WRITTEN PROBLEM A:
Copy the entries verbatim, from the line with "target | denim shorts" through the final line of the entries.

— Begin GIVEN PASSAGE —

Perhaps it should reuse the enumeration pattern elsewhere in sysfs?
For example,

# cat /sys/block/sda/queue/scheduler
none [mq-deadline]
# echo none > /sys/block/sda/queue/scheduler
# cat /sys/block/sda/queue/scheduler
[none] mq-deadline

(Annoying that this seems to be opencoded wherever it appears...)

--D

> Best regards,
> Yi.
> 
>
Zhang Yi June 13, 2025, 3:15 a.m. UTC | #6
On 2025/6/12 23:03, Darrick J. Wong wrote:
> On Thu, Jun 12, 2025 at 07:20:45PM +0800, Zhang Yi wrote:
>> On 2025/6/12 12:47, Christoph Hellwig wrote:
>>> On Wed, Jun 11, 2025 at 03:31:21PM +0800, Zhang Yi wrote:
>>>>>> +/* supports unmap write zeroes command */
>>>>>> +#define BLK_FEAT_WRITE_ZEROES_UNMAP	((__force blk_features_t)(1u << 17))
>>>>>
>>>>>
>>>>> Should this be exposed through sysfs as a read-only value?
>>>>
>>>> Uh, are you suggesting adding another sysfs interface to expose
>>>> this feature?
>>>
>>> That was the idea.  Or do we have another way to report this capability?
>>>
>>
>> Exposing this feature looks useful, but I think adding a new interface
>> might be somewhat redundant, and it's also difficult to name the new
>> interface. What about extend this interface to include 3 types? When
>> read, it exposes the following:
>>
>>  - none     : the device doesn't support BLK_FEAT_WRITE_ZEROES_UNMAP.
>>  - enabled  : the device supports BLK_FEAT_WRITE_ZEROES_UNMAP, but the
>>               BLK_FLAG_WRITE_ZEROES_UNMAP_DISABLED is not set.
>>  - disabled : the device supports BLK_FEAT_WRITE_ZEROES_UNMAP, and the
>>               BLK_FLAG_WRITE_ZEROES_UNMAP_DISABLED is set.
>>
>> Users can write '0' and '1' to disable and enable this operation if it
>> is not 'none', thoughts?
> 
> Perhaps it should reuse the enumeration pattern elsewhere in sysfs?
> For example,
> 
> # cat /sys/block/sda/queue/scheduler
> none [mq-deadline]
> # echo none > /sys/block/sda/queue/scheduler
> # cat /sys/block/sda/queue/scheduler
> [none] mq-deadline
> 
> (Annoying that this seems to be opencoded wherever it appears...)
> 

Yeah, this solution looks good to me. However, we currently have only
two selections (none and unmap). What if we keep it as is and simply
hide this interface if BLK_FEAT_WRITE_ZEROES_UNMAP is not set, making
it visible only when the device supports this feature? Something like
below:

diff --git a/block/blk-sysfs.c b/block/blk-sysfs.c
index e918b2c93aed..204ee4d5f63f 100644
--- a/block/blk-sysfs.c
+++ b/block/blk-sysfs.c
@@ -747,6 +747,9 @@ static umode_t queue_attr_visible(struct kobject *kobj, struct attribute *attr,
             attr == &queue_max_active_zones_entry.attr) &&
            !blk_queue_is_zoned(q))

— End GIVEN PASSAGE —

WRITTEN PROBLEM B:
Answer these questions from the excerpt on the sysfs interface:
(i) Which sysfs path appears in the scheduler example?
(ii) In the three-type proposal, what values can users write to disable and enable the operation?
(iii) Which source file does the diff change?

— Begin GIVEN ENTRIES —

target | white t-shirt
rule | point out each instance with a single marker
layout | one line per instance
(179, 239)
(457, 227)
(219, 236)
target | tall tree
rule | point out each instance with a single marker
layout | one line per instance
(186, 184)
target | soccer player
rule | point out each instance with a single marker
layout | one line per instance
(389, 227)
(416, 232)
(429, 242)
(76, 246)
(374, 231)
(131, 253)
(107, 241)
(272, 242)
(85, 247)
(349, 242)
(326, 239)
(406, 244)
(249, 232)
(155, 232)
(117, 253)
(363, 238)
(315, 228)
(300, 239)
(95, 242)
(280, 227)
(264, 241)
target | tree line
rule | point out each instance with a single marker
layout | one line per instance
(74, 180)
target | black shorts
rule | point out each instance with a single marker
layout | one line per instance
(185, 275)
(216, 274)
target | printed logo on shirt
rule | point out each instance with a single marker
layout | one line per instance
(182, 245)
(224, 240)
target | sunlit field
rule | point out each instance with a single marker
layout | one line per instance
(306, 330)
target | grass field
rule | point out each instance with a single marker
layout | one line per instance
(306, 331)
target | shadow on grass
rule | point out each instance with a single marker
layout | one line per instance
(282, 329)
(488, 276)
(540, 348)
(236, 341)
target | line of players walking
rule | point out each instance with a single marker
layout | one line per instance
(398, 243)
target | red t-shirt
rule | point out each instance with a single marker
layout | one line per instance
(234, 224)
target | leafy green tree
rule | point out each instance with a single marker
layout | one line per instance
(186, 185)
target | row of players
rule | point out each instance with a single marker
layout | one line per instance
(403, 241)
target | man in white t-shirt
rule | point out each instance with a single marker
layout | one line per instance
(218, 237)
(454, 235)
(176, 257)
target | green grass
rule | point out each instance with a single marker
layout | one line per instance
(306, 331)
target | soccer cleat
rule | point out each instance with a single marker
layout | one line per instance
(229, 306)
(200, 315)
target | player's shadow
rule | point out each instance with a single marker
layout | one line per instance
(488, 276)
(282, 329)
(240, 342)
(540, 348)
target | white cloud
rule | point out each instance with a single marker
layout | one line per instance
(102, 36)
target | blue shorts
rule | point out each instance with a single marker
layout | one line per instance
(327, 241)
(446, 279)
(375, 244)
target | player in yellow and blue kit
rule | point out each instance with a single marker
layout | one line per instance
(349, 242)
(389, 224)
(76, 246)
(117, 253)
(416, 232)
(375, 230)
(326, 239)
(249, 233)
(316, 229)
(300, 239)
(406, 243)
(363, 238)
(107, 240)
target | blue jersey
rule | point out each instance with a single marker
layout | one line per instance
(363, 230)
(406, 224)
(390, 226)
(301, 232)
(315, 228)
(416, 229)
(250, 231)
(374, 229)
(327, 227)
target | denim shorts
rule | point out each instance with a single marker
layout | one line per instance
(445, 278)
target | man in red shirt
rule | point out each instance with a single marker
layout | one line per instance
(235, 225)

— End GIVEN ENTRIES —

EXERCISE RESPONSE A:
target | denim shorts
rule | point out each instance with a single marker
layout | one line per instance
(445, 278)
target | man in red shirt
rule | point out each instance with a single marker
layout | one line per instance
(235, 225)

EXERCISE RESPONSE B:
(i) /sys/block/sda/queue/scheduler
(ii) '0' disables it and '1' enables it.
(iii) block/blk-sysfs.c